Data extracted from a collection:
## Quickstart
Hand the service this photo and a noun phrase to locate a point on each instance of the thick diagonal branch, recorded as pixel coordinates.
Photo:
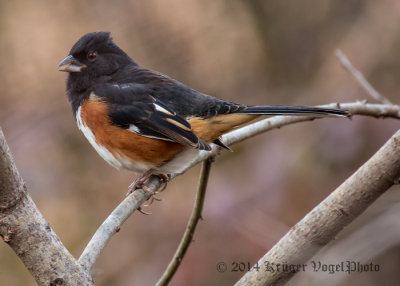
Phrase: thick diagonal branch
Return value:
(327, 219)
(113, 223)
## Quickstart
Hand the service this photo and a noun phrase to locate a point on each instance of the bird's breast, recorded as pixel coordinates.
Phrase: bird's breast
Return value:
(120, 147)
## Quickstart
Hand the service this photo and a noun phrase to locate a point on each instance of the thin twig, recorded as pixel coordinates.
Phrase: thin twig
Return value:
(326, 220)
(360, 78)
(27, 232)
(131, 203)
(187, 237)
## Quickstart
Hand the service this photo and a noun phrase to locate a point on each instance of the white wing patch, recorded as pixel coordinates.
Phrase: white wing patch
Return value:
(162, 109)
(134, 128)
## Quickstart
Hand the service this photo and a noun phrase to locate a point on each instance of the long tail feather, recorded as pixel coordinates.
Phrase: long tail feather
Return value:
(292, 110)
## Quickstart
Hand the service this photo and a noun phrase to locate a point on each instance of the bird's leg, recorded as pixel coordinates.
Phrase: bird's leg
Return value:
(138, 183)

WHAT THE EXERCISE ASKS:
Copy from the entries above each line in which the string "feather" can be found.

RESULT:
Hand the service this photo and a noun phrase to locate a point on each instance of the long tail feather, recorded as pixel coordinates.
Phrase: long tail feather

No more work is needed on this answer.